* _Your goal_:
Each record is to be duplicated exactly, with nothing added.

* _Dataset excerpts_:
= Beginning of Section =
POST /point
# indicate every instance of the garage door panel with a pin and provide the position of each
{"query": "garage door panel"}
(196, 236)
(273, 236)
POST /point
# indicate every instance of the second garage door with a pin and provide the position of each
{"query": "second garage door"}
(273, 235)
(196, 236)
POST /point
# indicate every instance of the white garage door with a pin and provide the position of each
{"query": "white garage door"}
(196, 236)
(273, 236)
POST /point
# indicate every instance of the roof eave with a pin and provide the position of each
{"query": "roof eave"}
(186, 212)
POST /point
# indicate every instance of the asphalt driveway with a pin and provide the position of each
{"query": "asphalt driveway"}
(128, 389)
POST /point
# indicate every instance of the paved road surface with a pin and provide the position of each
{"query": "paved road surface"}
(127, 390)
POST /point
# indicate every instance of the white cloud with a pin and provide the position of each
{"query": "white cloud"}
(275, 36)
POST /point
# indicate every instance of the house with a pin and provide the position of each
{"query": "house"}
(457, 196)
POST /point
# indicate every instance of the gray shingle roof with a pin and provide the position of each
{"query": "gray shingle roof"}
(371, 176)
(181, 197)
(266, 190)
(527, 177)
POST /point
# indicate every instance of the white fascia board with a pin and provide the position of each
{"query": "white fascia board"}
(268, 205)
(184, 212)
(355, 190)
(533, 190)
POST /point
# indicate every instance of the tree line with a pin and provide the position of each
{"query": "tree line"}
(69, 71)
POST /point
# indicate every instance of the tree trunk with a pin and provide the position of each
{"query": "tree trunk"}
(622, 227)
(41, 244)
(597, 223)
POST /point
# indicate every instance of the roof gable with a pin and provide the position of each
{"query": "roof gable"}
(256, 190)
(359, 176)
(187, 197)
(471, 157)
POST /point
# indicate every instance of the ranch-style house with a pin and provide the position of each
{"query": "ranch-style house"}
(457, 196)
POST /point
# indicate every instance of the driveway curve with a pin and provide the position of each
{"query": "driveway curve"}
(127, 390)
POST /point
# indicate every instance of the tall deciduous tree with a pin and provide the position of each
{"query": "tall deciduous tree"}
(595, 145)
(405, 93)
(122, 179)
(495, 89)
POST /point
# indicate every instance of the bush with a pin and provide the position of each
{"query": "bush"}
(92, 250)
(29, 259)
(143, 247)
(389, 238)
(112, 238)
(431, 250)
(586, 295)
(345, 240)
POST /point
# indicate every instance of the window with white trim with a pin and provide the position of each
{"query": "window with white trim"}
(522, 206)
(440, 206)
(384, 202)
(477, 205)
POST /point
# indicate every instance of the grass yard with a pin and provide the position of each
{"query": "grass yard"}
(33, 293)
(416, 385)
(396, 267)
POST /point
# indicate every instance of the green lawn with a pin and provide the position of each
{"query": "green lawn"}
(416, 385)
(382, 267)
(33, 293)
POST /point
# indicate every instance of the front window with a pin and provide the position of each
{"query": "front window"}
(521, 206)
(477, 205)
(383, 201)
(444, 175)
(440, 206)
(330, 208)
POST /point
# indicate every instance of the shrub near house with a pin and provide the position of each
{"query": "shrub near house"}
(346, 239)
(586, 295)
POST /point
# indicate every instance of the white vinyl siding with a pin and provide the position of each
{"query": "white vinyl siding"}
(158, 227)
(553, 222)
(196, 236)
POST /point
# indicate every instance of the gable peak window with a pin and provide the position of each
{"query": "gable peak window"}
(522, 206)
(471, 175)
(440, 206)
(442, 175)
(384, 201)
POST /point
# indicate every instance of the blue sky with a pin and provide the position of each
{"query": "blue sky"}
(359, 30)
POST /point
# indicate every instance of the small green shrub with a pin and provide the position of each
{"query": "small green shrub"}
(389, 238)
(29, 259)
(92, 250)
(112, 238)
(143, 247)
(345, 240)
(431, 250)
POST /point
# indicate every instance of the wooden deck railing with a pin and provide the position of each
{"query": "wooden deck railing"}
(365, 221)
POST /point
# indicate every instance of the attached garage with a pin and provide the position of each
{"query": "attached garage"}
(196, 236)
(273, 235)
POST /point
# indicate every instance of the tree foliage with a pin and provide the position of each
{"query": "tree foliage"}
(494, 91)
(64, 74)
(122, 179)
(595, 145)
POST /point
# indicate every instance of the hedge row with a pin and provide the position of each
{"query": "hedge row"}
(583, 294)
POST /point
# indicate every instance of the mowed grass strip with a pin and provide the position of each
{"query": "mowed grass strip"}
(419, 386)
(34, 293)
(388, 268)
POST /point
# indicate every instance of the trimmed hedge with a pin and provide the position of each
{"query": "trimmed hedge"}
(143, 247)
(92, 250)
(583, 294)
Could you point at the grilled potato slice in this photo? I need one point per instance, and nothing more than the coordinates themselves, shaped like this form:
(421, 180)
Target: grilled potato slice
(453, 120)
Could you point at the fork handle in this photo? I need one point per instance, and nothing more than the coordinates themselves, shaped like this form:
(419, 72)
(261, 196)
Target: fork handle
= End of Section =
* _Final answer_:
POST /point
# indicate every instance of the garage door panel with a pin and provide the position of each
{"query": "garage door panel"}
(196, 236)
(273, 236)
POST /point
# indicate every instance of the second garage door with a pin and provide the position of each
{"query": "second garage door"}
(273, 235)
(196, 236)
POST /point
# indicate every instance of the white garage door with a pin and provide the position of each
{"query": "white garage door"}
(196, 236)
(273, 236)
POST /point
# indicate every instance of the roof eave with a pin and provide the position of each
{"query": "roof eave"}
(186, 212)
POST /point
# indicate every instance of the asphalt driveway with a pin and provide the position of each
{"query": "asphalt driveway"}
(128, 389)
POST /point
# indicate every instance of the paved road surface with a pin and provide the position of each
{"query": "paved road surface"}
(127, 390)
POST /point
# indicate every instance of the white cloud with a pin and provide the position of each
{"query": "white cloud"}
(275, 36)
POST /point
# indicate every instance of the house with a pin and provide the position of each
{"query": "house"}
(457, 196)
POST /point
# indicate every instance of the gray shingle roof with a pin and provide the position of each
{"query": "gray shingle roof"}
(371, 176)
(181, 197)
(266, 190)
(527, 177)
POST /point
# indicate every instance of the white fascia board with a pin and provide the position of each
{"query": "white fascia board"}
(268, 205)
(184, 212)
(355, 190)
(533, 190)
POST /point
# indicate every instance of the tree line with a pin and provide the position of each
{"query": "tree line"}
(69, 71)
POST /point
# indicate every instance of the tree trunk with a pin and provide the position of each
{"query": "tree trunk"}
(622, 227)
(41, 244)
(597, 223)
POST /point
# indicate every instance of the roof gable with a pin and provide the position of each
{"query": "roof gable"}
(256, 190)
(359, 176)
(187, 197)
(471, 157)
POST /point
# indicate every instance of the ranch-style house with a pin and provide the position of each
{"query": "ranch-style house"}
(457, 196)
POST /point
# indicate every instance of the driveway curve with a pin and provide the position of each
{"query": "driveway curve"}
(127, 390)
POST /point
# indicate every instance of the tall deciduous tree with a pin and provide the position of each
{"query": "tall deciduous tree"}
(595, 145)
(405, 93)
(122, 179)
(495, 89)
POST /point
# indicate every instance of the bush with a pin and provide the position of each
{"query": "bush"}
(92, 250)
(29, 259)
(143, 247)
(389, 238)
(112, 238)
(431, 250)
(586, 295)
(345, 240)
POST /point
# indicate every instance of the window with white trim with a pin and provide the position of each
{"query": "window with white trim"}
(522, 206)
(440, 206)
(384, 202)
(477, 205)
POST /point
# indicate every instance of the grass yard with a pin and provide the position of each
{"query": "grass yard"}
(33, 293)
(416, 385)
(396, 267)
POST /point
# indicate every instance of the green lawn with a pin and provide the position of each
{"query": "green lawn"}
(416, 385)
(382, 267)
(33, 293)
POST /point
# indicate every instance of the front window with a pin and provide the position of each
{"query": "front window"}
(521, 206)
(477, 205)
(383, 201)
(444, 175)
(440, 206)
(330, 208)
POST /point
# indicate every instance of the shrub near house with a pin and provide the position of each
{"query": "shrub near house"}
(346, 239)
(586, 295)
POST /point
# indicate every instance of the white vinyl siding with a pin and provide the position of each
{"query": "white vinyl siding"}
(158, 227)
(553, 222)
(196, 236)
POST /point
# indicate every instance of the gable peak window with a pin and provide the position of each
{"query": "gable peak window"}
(522, 206)
(471, 175)
(440, 206)
(442, 175)
(384, 201)
POST /point
# indicate every instance of the blue sky with a pin and provide the position of each
{"query": "blue sky"}
(359, 30)
POST /point
# indicate every instance of the small green shrub with a pin and provide the position of each
{"query": "small green shrub"}
(389, 238)
(29, 259)
(92, 250)
(112, 238)
(143, 247)
(345, 240)
(431, 250)
POST /point
# indicate every instance of the wooden deck railing with a pin and provide the position of each
{"query": "wooden deck railing"}
(365, 221)
POST /point
# indicate every instance of the attached garage with a pin and provide the position of each
{"query": "attached garage"}
(196, 236)
(273, 235)
POST /point
# indicate every instance of the tree foliage with a pin and provide the position of each
{"query": "tree foliage"}
(494, 91)
(64, 74)
(122, 179)
(595, 145)
POST /point
# indicate every instance of the hedge row with a pin and provide the position of each
{"query": "hedge row"}
(583, 294)
POST /point
# indicate every instance of the mowed grass strip with a pin and provide the position of each
{"query": "mowed grass strip"}
(419, 386)
(34, 293)
(388, 268)
POST /point
# indicate every instance of the trimmed hedge with a pin and provide the position of each
{"query": "trimmed hedge"}
(143, 247)
(92, 250)
(583, 294)
Could you point at the grilled potato slice in this photo? I need one point per instance, and nothing more than the coordinates themselves, shaped like this form:
(421, 180)
Target: grilled potato slice
(453, 120)
Could you point at the fork handle in this photo? I need one point per instance, and nothing more than the coordinates themselves, shaped like this form:
(419, 72)
(261, 196)
Target: fork handle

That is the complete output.